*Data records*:
*** Block opens ***
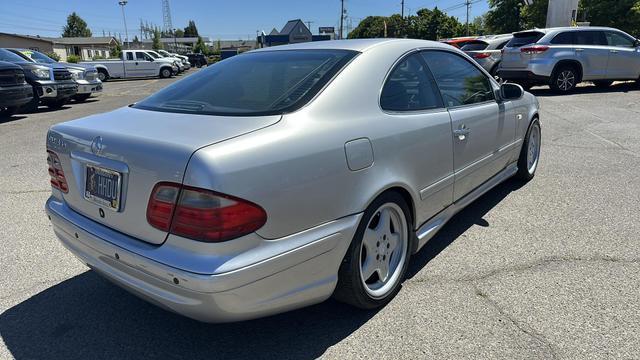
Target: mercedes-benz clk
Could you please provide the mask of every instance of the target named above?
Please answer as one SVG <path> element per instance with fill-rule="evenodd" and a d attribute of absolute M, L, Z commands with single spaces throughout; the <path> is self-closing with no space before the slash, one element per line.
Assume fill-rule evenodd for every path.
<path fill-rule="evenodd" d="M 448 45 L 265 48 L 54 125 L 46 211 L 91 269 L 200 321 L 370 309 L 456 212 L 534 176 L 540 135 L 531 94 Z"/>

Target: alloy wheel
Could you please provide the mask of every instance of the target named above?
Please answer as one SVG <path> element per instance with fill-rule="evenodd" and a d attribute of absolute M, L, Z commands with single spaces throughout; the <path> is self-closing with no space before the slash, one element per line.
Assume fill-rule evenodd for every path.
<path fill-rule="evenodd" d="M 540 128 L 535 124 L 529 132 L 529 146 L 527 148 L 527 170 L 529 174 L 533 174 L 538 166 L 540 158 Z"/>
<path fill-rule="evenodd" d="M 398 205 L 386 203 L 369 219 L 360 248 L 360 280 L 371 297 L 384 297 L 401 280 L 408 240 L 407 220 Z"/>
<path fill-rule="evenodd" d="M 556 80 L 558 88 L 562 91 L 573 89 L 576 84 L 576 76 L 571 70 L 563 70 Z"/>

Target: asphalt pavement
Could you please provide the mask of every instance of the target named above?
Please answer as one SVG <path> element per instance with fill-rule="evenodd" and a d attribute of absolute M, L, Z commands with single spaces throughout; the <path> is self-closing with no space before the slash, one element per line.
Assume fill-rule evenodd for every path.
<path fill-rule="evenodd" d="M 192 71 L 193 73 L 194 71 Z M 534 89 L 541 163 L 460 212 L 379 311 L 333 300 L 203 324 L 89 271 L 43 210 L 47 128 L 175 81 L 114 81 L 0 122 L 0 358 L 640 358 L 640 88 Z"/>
*** Block closes ***
*WHAT TO WORK ON*: Transcribe the records above exactly and drop every picture.

*OUTPUT OF THE TASK*:
Target: mercedes-benz clk
Could you please provide the mask of every instance of the target named above?
Please answer as one SVG <path> element per instance with fill-rule="evenodd" and a d attribute of absolute M, L, Z commands with single spaces throughout; the <path> is self-closing with no space before the slash, one element per line.
Assume fill-rule evenodd for every path.
<path fill-rule="evenodd" d="M 448 45 L 265 48 L 54 125 L 46 211 L 91 269 L 200 321 L 370 309 L 456 212 L 534 176 L 540 135 L 531 94 Z"/>

Target: alloy wheel
Could you please provide the mask of every instance of the target named above?
Please answer as one SVG <path> element per instance with fill-rule="evenodd" and a d attribute of absolute M, L, Z commands with single spaces throughout; the <path> is self-closing with no space before the slash, one element per line.
Assume fill-rule evenodd for every path.
<path fill-rule="evenodd" d="M 540 128 L 535 124 L 529 132 L 529 146 L 527 148 L 527 170 L 529 174 L 533 174 L 538 166 L 540 158 Z"/>
<path fill-rule="evenodd" d="M 398 205 L 386 203 L 369 219 L 360 248 L 360 280 L 371 297 L 384 297 L 401 280 L 408 240 L 407 220 Z"/>
<path fill-rule="evenodd" d="M 556 80 L 558 88 L 562 91 L 573 89 L 576 84 L 576 76 L 571 70 L 563 70 Z"/>

Target: asphalt pavement
Could you please provide the mask of every instance of the target named above?
Please answer as one SVG <path> element per instance with fill-rule="evenodd" and a d attribute of absolute M, L, Z commands with single spaces throughout; the <path> is self-closing with no space before the slash, one element per line.
Assume fill-rule evenodd for every path.
<path fill-rule="evenodd" d="M 192 71 L 193 73 L 194 71 Z M 534 89 L 541 163 L 460 212 L 379 311 L 333 300 L 203 324 L 89 271 L 43 210 L 47 128 L 175 81 L 114 81 L 0 122 L 0 358 L 640 358 L 640 88 Z"/>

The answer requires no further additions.